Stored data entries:
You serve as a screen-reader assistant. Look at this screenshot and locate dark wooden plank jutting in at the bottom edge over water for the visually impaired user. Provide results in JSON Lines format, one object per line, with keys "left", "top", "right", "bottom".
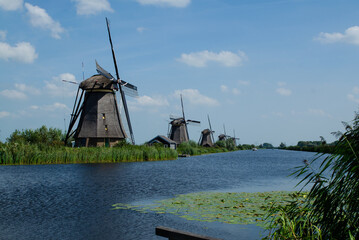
{"left": 156, "top": 226, "right": 221, "bottom": 240}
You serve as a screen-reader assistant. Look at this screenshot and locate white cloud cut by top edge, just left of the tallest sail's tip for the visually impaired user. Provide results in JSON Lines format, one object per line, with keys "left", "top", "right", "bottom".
{"left": 72, "top": 0, "right": 113, "bottom": 15}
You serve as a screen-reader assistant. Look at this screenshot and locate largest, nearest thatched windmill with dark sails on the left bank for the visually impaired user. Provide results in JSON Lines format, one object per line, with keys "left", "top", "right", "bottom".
{"left": 65, "top": 18, "right": 138, "bottom": 147}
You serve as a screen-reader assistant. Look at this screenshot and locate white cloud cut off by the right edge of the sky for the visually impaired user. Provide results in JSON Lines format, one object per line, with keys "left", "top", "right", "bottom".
{"left": 314, "top": 26, "right": 359, "bottom": 45}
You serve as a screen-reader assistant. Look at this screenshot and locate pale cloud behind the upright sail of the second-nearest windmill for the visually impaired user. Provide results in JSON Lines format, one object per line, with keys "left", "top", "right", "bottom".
{"left": 174, "top": 89, "right": 219, "bottom": 107}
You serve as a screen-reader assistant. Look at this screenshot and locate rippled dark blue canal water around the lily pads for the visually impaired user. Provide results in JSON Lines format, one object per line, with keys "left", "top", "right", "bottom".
{"left": 0, "top": 150, "right": 320, "bottom": 240}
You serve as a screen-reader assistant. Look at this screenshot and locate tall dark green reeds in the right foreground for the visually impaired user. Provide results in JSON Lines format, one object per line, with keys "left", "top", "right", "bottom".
{"left": 269, "top": 113, "right": 359, "bottom": 239}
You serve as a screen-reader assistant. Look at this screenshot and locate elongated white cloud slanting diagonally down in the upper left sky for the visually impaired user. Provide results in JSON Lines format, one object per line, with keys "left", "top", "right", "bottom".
{"left": 25, "top": 3, "right": 65, "bottom": 39}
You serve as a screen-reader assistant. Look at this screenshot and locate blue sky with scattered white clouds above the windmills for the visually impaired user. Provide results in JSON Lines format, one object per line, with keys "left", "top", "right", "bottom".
{"left": 0, "top": 0, "right": 359, "bottom": 146}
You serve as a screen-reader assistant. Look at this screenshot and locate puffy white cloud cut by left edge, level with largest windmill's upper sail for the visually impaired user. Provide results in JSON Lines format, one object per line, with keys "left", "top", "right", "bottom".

:: Description of the task ::
Without any pictures, please reproduce the full set of entries.

:: Solved problem ::
You serve as a screen-reader assistant. Look at this screenshot and locate dark wooden plank jutting in at the bottom edge over water for the visually impaired user. Provide results in JSON Lines format, one object per line, with keys "left", "top", "right", "bottom".
{"left": 156, "top": 226, "right": 221, "bottom": 240}
You serve as a screen-reader assistant. Look at this screenshot and locate white cloud cut by top edge, just left of the tallest sail's tip for the visually impaired user. Provide results in JSON Lines format, one object per line, with keys "left", "top", "right", "bottom".
{"left": 72, "top": 0, "right": 113, "bottom": 15}
You serve as a screen-reader assistant. Look at this screenshot and locate largest, nearest thatched windmill with dark sails on the left bank for the visually impaired user. Provide results in JSON Lines format, one object per line, with keys "left", "top", "right", "bottom".
{"left": 65, "top": 18, "right": 138, "bottom": 147}
You serve as a screen-reader assistant. Look at this screenshot and locate white cloud cut off by the right edge of the sky for the visually impaired user. Provide results in JSON Lines format, one object per line, with keys "left", "top", "right", "bottom".
{"left": 314, "top": 26, "right": 359, "bottom": 45}
You serve as a screen-reader assistant. Look at this screenshot and locate pale cloud behind the upright sail of the second-nearest windmill for the visually impaired user. Provide results in JSON Lines format, one object per line, with keys "left", "top", "right", "bottom".
{"left": 174, "top": 89, "right": 219, "bottom": 107}
You serve as a screen-reader assistant. Look at this screenshot and locate rippled dark blue canal water around the lily pads for the visually impaired user. Provide results in JSON Lines format, one object per line, with keys "left", "top", "right", "bottom".
{"left": 0, "top": 150, "right": 320, "bottom": 240}
You serve as a screen-reader assistant. Look at this screenshot and locate tall dark green reeds in the right foreground for the visually impaired user. Provide results in JSON Lines format, one object per line, with keys "left", "top", "right", "bottom".
{"left": 269, "top": 113, "right": 359, "bottom": 239}
You serve as a screen-reader assistant. Look at this screenshot and locate elongated white cloud slanting diagonally down in the upper left sky for the visually impaired user. Provide results in JSON Lines format, one object per line, with keys "left", "top", "right", "bottom".
{"left": 25, "top": 3, "right": 65, "bottom": 39}
You serve as a screen-reader assistant. Look at this screenshot and locate blue sky with scattered white clouds above the windmills for the visually impaired user. Provide results in JSON Lines format, one object per line, with keys "left", "top", "right", "bottom".
{"left": 0, "top": 0, "right": 359, "bottom": 146}
You serve as a screen-reader assistant. Look at this screenshot and locate puffy white cloud cut by left edge, level with largest windmill's upper sail for the visually impaired user. Provide results in JSON Lines format, one object per line, with keys "left", "top", "right", "bottom".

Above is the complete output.